How to complete this task:
Reproduce, word for word, the part of the passage on receptor binding and G proteins that lies between "When the ligand" and "G_t protein (transducin).", inclusive.

The binding sites for small hydrophobic ligands lie in the transmembrane domains, so that the ligand becomes bound in the plane of the membrane. The smallest ligands, such as biogenic amines, may be bound by a single transmembrane segment. Larger ligands, such as extended peptides, may have more extensive binding sites in which extracellular domains provide additional points of contact. Large peptide hormones may be bound mainly by the extracellular domains.

When the ligand binds to its site, it triggers a conformational change in the receptor that causes it to interact with a G protein. A well characterized (although not typical) case is that of rhodopsin, which contains a retinal chromophore covalently linked to an amino acid in a transmembrane domain. Exposure to light converts the retinal from the 11-cis to the all trans conformation, which triggers a conformational change in rhodopsin that causes its cytoplasmic domain to associate with the G_t protein (transducin).

Figure 26.11 Activation of Gs causes the a subunit to activate adenylate cyclase.

G proteins are trimers whose function depends on the ability to dissociate into an α monomer and a βγ dimer. The dissociation is triggered by the activation of an associated receptor. In its inactive state, the α subunit of the G protein is bound to GDP. Figure 26.11 shows that the activated receptor causes the GDP to be replaced by GTP. This causes the G protein to dissociate into a free α-GTP subunit and a free βγ dimer. (The basic interactions of G proteins are reviewed in the supplement G proteins).

Data shown:
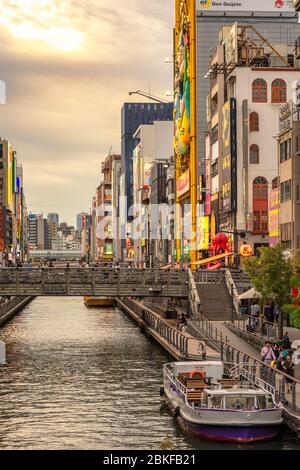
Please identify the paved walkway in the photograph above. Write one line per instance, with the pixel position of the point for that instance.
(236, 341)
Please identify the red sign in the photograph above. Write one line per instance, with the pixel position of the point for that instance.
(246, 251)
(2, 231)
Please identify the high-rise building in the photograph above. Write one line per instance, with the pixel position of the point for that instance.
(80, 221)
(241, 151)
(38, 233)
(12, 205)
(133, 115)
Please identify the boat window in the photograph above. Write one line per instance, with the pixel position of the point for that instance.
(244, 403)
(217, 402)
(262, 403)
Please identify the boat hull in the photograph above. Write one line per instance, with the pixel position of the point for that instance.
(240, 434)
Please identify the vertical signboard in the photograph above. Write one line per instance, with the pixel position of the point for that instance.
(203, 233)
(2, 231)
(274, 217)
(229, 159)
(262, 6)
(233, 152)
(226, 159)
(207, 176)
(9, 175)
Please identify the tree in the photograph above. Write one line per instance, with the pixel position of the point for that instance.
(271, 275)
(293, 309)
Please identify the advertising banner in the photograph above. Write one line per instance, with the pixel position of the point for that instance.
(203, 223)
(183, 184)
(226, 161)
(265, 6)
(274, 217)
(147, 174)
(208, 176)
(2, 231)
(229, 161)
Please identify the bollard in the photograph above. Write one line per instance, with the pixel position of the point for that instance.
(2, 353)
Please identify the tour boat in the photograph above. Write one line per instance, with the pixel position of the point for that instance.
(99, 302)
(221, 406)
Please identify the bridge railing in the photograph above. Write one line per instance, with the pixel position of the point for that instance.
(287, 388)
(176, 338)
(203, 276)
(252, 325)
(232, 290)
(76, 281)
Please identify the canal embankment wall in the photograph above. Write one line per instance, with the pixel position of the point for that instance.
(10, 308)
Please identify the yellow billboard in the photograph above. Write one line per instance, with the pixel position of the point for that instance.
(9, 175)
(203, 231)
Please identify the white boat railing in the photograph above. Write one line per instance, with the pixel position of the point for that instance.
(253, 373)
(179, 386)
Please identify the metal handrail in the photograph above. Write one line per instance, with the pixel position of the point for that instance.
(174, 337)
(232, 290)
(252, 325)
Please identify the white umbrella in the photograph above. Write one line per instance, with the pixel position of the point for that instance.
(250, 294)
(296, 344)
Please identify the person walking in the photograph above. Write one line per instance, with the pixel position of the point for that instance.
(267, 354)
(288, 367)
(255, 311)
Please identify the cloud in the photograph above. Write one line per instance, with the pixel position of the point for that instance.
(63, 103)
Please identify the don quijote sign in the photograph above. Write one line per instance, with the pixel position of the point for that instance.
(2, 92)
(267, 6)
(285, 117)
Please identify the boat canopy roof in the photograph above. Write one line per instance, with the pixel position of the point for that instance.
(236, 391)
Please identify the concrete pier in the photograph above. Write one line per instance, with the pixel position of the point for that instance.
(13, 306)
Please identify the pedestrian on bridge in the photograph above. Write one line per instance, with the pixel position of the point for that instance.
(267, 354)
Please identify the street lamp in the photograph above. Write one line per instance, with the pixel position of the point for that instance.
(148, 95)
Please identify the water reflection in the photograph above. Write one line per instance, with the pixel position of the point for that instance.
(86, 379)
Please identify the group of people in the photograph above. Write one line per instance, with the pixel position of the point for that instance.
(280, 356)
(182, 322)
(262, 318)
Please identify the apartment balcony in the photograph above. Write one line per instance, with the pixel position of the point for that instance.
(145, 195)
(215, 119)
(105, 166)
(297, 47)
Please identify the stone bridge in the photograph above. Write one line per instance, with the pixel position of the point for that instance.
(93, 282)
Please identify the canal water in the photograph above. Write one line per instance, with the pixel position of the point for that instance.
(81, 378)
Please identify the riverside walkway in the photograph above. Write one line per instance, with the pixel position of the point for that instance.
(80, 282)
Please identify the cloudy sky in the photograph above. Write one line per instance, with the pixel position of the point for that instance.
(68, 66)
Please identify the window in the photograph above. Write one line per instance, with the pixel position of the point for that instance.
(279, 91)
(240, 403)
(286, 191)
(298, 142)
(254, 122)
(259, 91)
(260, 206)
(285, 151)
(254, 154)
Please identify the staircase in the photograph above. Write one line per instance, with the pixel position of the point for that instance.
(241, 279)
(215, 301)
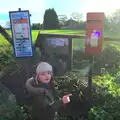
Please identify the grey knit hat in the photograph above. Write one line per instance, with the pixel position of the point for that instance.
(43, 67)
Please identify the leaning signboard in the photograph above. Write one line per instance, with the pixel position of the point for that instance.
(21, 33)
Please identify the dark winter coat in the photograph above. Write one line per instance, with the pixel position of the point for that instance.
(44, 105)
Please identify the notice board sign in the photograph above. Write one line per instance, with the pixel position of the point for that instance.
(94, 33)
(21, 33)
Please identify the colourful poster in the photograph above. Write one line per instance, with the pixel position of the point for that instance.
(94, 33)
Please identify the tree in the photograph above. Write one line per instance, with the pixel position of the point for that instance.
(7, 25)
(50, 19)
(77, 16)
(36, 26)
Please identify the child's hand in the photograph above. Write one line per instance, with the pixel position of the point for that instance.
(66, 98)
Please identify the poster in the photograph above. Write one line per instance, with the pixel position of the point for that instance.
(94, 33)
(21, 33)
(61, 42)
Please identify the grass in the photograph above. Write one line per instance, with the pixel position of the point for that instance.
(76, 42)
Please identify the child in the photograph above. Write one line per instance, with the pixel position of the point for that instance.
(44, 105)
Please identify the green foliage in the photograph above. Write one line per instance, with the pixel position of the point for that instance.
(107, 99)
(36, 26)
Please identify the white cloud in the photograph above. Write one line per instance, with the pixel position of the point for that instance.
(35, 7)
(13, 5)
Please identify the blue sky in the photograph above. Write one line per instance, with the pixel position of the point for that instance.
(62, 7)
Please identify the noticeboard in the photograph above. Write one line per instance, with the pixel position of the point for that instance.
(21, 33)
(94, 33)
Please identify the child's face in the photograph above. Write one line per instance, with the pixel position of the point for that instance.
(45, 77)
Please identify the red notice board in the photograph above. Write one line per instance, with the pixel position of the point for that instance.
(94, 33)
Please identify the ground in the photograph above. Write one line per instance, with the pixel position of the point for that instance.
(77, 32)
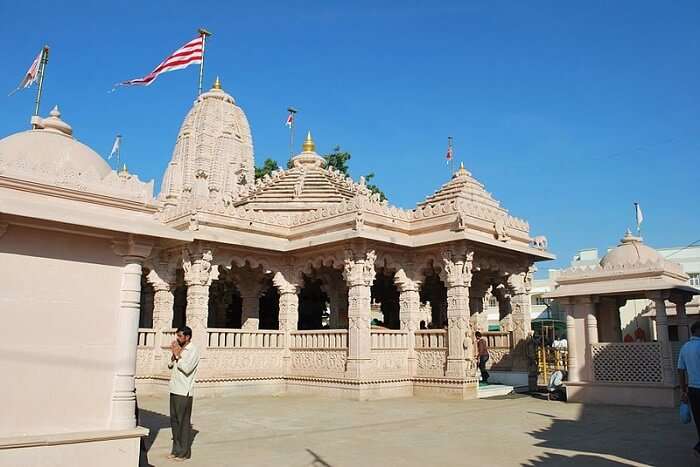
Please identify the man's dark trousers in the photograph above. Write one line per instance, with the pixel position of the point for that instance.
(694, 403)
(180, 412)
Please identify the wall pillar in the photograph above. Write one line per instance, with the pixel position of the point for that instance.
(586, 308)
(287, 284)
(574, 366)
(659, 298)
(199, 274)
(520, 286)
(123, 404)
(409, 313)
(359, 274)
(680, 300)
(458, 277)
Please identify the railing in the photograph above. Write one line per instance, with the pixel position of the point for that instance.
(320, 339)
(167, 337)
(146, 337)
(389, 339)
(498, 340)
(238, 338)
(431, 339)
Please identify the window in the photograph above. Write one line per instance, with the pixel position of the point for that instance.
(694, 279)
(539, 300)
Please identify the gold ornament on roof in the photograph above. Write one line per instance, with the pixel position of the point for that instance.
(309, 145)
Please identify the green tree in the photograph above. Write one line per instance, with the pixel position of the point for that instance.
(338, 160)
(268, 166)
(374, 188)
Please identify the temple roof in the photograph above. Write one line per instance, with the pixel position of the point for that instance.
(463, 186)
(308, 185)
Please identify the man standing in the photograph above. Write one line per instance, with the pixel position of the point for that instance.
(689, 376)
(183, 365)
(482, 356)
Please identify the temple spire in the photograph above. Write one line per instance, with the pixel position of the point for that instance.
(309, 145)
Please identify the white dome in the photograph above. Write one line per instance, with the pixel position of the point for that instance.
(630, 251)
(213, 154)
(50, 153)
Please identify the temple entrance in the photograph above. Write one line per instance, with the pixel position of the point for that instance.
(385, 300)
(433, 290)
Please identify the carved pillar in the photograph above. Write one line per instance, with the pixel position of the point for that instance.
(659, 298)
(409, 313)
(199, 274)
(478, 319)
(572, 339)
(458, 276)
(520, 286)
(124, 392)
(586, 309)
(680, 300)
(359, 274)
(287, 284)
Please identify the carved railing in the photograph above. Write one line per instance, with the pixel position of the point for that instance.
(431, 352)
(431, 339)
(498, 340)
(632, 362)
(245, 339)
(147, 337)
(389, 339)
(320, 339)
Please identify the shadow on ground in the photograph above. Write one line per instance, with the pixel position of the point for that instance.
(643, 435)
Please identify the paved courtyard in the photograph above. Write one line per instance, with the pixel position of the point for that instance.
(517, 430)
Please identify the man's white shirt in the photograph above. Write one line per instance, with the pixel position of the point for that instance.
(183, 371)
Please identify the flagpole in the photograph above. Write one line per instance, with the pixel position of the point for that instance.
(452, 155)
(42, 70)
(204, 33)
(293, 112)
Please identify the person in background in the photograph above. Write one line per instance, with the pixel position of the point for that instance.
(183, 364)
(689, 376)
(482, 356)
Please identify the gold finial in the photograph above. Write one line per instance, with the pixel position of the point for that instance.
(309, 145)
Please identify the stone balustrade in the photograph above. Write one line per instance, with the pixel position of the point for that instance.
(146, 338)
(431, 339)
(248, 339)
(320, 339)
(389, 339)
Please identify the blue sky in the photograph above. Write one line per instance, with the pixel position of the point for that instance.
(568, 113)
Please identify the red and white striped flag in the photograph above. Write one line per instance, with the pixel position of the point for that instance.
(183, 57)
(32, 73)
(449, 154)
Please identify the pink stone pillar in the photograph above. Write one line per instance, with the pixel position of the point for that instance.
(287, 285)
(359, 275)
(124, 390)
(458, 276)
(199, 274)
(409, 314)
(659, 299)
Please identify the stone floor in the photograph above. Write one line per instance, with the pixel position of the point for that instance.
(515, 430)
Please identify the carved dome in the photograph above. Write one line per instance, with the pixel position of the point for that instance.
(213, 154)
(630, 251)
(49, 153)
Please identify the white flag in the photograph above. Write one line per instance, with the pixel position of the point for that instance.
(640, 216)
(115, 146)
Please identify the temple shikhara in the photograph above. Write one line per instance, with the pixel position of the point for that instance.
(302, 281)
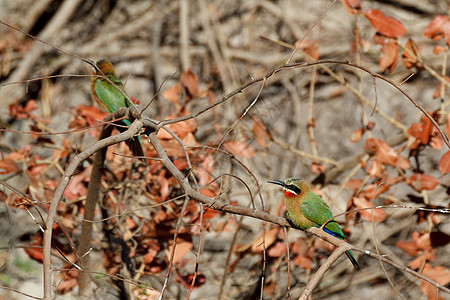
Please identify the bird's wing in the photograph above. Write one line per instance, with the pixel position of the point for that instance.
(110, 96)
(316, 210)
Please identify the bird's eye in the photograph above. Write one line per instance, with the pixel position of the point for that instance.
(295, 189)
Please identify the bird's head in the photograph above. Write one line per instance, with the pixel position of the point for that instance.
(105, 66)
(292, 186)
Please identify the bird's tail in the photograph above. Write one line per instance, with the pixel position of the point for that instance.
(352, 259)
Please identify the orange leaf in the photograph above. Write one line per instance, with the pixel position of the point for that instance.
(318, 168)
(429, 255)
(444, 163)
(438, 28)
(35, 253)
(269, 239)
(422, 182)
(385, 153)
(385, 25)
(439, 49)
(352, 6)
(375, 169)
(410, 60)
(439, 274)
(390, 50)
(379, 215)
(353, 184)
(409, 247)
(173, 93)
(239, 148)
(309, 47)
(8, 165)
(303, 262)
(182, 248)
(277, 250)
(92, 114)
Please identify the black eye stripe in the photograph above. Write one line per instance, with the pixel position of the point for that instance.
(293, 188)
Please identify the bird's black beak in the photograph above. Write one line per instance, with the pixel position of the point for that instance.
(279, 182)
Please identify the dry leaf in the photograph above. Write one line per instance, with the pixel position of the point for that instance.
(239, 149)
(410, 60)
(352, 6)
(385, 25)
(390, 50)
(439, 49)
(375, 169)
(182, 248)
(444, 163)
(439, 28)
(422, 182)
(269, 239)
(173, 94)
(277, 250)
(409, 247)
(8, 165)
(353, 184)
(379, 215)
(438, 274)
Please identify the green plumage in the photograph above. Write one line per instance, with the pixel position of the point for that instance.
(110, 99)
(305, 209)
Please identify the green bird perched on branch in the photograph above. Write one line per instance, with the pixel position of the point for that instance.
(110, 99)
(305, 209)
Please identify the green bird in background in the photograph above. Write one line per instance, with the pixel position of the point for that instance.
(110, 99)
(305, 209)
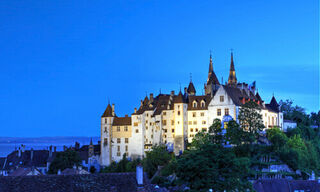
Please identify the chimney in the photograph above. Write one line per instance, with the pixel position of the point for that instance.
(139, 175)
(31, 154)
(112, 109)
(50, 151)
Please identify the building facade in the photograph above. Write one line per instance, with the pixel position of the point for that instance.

Response to the exercise:
When the ligand binds to its site, it triggers a conformational change in the receptor that causes it to interact with a G protein. A well characterized (although not typical) case is that of rhodopsin, which contains a retinal chromophore covalently linked to an amino acid in a transmembrane domain. Exposure to light converts the retinal from the 11-cis to the all trans conformation, which triggers a conformational change in rhodopsin that causes its cytoplasmic domain to associate with the G_t protein (transducin).